[Angezeigter Text]
- - -

Penny Hancock - Ich beschütze dich

  • Englischer Originaltitel: Tideline



    Klappentext
    Plötzlich stand er vor ihrer Tür. Sie beschloss, ihn bei sich zu behalten. Für immer.


    Sonia liebt das alte Haus an der Themse, in dem sie schon ihre Kindheit verbracht hat und in dem sie jetzt mit ihrem Mann Greg lebt. Doch eines Tages geschieht etwas, das ihren geordneten Alltag in den Grundfesten erschüttert – denn es steht ein junger Mann vor ihrer Tür, der sich eine seltene Schallplatte von Greg ausleihen möchte. Vom ersten Moment an übt Jez eine verstörende Wirkung auf Sonia aus, und sie spürt, dass sie von einem dunklen Sog erfasst wird, der stärker ist als sie selbst. Noch kann sie nicht ahnen, dass sich ihr Leben von diesem Moment an unaufhaltsam auf einen Abgrund zubewegt. Denn Jez rührt an die tiefsten Obsessionen ihrer Seele – und Sonia ist bereit, zum Äußersten zu gehen, damit sie endlich ihren Frieden findet …




    Die Autorin
    Penny Hancock wuchs in Südost-London auf und unternahm ausgedehnte Reisen als Sprachlehrerin. Heute lebt sie mit ihrem Mann und drei Kindern in Cambridge.

- - -

[Bereitgestellte Angaben]
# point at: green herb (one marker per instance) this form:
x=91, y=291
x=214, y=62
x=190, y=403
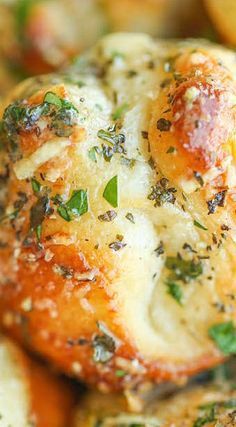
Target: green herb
x=52, y=98
x=110, y=193
x=210, y=411
x=120, y=112
x=20, y=117
x=197, y=224
x=108, y=216
x=130, y=163
x=160, y=249
x=76, y=206
x=104, y=346
x=171, y=150
x=18, y=206
x=208, y=417
x=218, y=200
x=38, y=232
x=224, y=335
x=175, y=291
x=36, y=186
x=130, y=217
x=184, y=270
x=39, y=211
x=199, y=178
x=92, y=153
x=114, y=143
x=120, y=373
x=116, y=246
x=63, y=212
x=161, y=193
x=163, y=125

- - -

[Schriftliche Aufgabe A]
Welche Personen werden im Klappentext der Buchvorstellung zu „Ich beschütze dich“ mit Namen genannt? Nenne alle.
[Schriftliche Aufgabe B]
Beantworte zur Buchvorstellung zu „Ich beschütze dich“ diese Fragen:
(i) Wie lautet der englische Originaltitel des Romans?
(ii) Was möchte sich der junge Mann von Greg ausleihen?
(iii) Wo lebt die Autorin heute?
[Schriftliche Aufgabe C]
Wie könnte die Buchvorstellung zu „Ich beschütze dich“ nach ihrem letzten Satz weitergehen? Setze sie fort.
Für die Bearbeitung braucht man die Zeilen nicht.

[Ergebnis der Übung A]
Sonia, Greg, Jez

[Ergebnis der Übung B]
(i) Tideline
(ii) Eine seltene Schallplatte
(iii) In Cambridge

[Ergebnis der Übung C]
    Der Klappentext beschreibt treffend den Anfang. Der 15jährige Jez steht vor Sonias Tür. Sein Besuch legt einen Schalter bei Sonia um, und ungeplant setzt sie ihn mit Wein und darunter gemischten Schlaftabletten außer Gefecht. Dabei hat Sonia nicht unbedingt etwas erotisches im Sinne. Zwar findet sie Jez schön und anziehend, einfach vollkommen in seiner Jugend, aber eigentlich erinnert er sie an Seb, ihre Jugendliebe.


    Sonia funktionierte bis dahin einwandfrei in ihrem Leben. Sie kümmert sich fürsorglich um ihre Mutter, die in einem Altersheim wohnt, obwohl sie zu ihr ein sehr unterkühltes und von Schuldbewusstsein geprägtes Verhältnis hat. Sie ist ihrem Mann eine gute Ehefrau, obwohl sie sich vor seiner Berührung ekelt. Die meisten Kapitel spielen aus Sonias Sicht, und sie zeigen einen dunklen Charakter mit einer sehr eigenwilligen Sicht auf die Dinge, die sie da tut. Immer öfter hat sie Flashbacks an ihre Kindheit und Jugend mit Seb. Dabei zeigt sich, das Seb ein sehr seltsamer und dominanter Mensch war, der Sonia schlecht behandelte, dem sie aber trotzdem hörig war und dem sie einfach nur gehorchen wollte.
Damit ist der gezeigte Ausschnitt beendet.